▸ **Task set**
**a)** Can you rewrite the paragraph beginning "I used the bathtub because" from the self-catheterization column as a short bulleted list that keeps its main facts?
**b)** How would you sum up the self-catheterization column in three sentences?

+++ Excerpted passage

Catheterization training in the hospital did not prepare me for how to manage on a daily basis. In my last column, I described how I ended up in the hospital unable to urinate at all. In this column, I will cover more details about what I learned along the way that made life requiring a catheter almost seem normal.
One problem with self-catheterizing in a bed, bathtub, or in most bathrooms, is the total inadequacy of lighting. Men, for obvious reasons, do not have the difficulty with catheterizing that women do.
I used the bathtub because the hard surface was better than a soft bed. I had a desk lamp for additional light that I put in the tub with me. The tub edge provided a safe clean place to lay supplies. If the jug spilled or urine leaked out of the long tube on either end, it was on an easy-to-clean, hard surface meant to get wet. This felt ridiculous and embarrassing, but when it is the only way you know you can urinate, you get over that feeling fast. If you need to do this in a bed, absorbent disposable cloths called Chux help with spills.
Catheters come in various lengths, but I didn’t realize this at first. The nurses only gave me long ones that required lying down. Which was fine if you are bedridden, like I was in the hospital, but not good for daily use. Unfortunately, it took me many weeks before my brain kicked in to thinking about this, and I realized there must be short catheters, too. I spent the first month lying down in the bathtub and using the long catheters and jug just like in the hospital.
Mirrors for women
The hospital gave me a kit to start me off with the long, tube catheters and a small, circular mirror that can clip on the rim of a traditional home toilet seat. This is a problem for public toilets because they have a cut-away in the front. It requires a sideways, awkward placement.
Recently, for this column, I checked online and found some other mirrors, including one with a bendable, flexible neck connecting to the mirror. It attaches with a suction cup to stick on the toilet bowl. There is an ick factor there, but dampening the suction cup with water from the sink (instead of licking it, for example) would work.
Light, or rather, lack of light
Most bathrooms, especially public toilets, do not have adequate lighting to be able to see the urethra with most mirrors. Plus, you are juggling lubricant and sterile wipes while unwrapping the catheter packaging. If you manage to hook a mirror onto the side of the split toilet seat, and haven’t dropped anything, you will discover that there is not enough light to see anything. What little light exists is blocked when you lean forward to see in the mirror. Lack of light is a huge problem.
Fortunately for me, I have a very smart girlfriend who suggested a head-mounted light, like ones hikers use. I even already owned one, but I never thought to use it. This light makes all the difference in the world. I highly recommend buying one of the many possible versions. Mine has an elastic band that easily goes over the head and stays in position. It is small, very portable, and has a very bright multi-directional light. The light shines on the mirror and reflects upward to light the urethra for insertion. It runs on two AAA batteries.

++++++
+++ The data

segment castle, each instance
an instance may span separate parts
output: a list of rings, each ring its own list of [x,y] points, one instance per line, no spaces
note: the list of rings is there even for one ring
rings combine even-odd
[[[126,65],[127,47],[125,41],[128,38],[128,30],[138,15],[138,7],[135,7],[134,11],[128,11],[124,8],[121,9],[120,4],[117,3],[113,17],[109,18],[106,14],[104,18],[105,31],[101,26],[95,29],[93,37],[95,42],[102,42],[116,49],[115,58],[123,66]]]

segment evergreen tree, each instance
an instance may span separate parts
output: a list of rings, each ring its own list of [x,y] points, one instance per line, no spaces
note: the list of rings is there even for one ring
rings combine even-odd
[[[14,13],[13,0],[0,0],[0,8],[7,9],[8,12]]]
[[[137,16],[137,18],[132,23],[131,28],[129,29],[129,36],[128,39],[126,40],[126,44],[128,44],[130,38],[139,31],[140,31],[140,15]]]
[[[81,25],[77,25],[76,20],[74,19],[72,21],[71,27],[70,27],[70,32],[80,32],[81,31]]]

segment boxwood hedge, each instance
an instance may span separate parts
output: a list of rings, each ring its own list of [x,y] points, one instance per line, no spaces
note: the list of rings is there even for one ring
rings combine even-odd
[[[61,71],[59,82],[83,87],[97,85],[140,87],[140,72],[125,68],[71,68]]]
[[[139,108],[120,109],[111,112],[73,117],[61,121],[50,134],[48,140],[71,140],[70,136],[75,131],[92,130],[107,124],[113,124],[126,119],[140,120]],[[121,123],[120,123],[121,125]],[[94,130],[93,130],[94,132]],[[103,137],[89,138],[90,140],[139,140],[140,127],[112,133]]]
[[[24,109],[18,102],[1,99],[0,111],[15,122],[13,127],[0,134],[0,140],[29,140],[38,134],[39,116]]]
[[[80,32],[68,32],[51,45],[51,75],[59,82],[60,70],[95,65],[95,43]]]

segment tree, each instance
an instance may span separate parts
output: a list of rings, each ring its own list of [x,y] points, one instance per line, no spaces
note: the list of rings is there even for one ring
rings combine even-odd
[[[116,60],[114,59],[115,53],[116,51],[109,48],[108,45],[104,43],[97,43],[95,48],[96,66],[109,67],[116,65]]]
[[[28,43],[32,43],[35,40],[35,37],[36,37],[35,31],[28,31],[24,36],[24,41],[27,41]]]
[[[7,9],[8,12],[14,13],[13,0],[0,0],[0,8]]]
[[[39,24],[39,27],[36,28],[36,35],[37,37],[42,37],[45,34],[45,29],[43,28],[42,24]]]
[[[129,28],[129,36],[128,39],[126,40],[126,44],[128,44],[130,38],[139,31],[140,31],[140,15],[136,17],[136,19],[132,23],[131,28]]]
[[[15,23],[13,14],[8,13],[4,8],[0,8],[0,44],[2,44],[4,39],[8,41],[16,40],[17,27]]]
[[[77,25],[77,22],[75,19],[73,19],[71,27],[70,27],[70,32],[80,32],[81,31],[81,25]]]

++++++

▸ **Answers to the problems**
**a)**
- The writer catheterized in the bathtub because its hard surface worked better than a soft bed.
- A desk lamp placed in the tub provided extra light.
- The tub edge was a safe, clean place to lay supplies.
- Spills from the jug or leaks from either end of the long tube landed on a hard surface that was easy to clean and meant to get wet.
- It felt ridiculous and embarrassing, but that feeling passes fast when this is the only known way to urinate.
- For catheterizing in a bed, absorbent disposable cloths called Chux help with spills.

**b)** Hospital catheterization training did not prepare the writer for daily life, so the writer spent the first month lying in the bathtub with long catheters, a jug and a desk lamp before realizing short catheters must exist. The hospital kit's small mirror clips onto a home toilet seat, but it must be placed sideways and awkwardly on public toilets with a cut-away front, and most bathrooms are too dimly lit to see the urethra. At the suggestion of the writer's girlfriend, a head-mounted light like those hikers use solved the problem by shining on the mirror and reflecting light upward for insertion.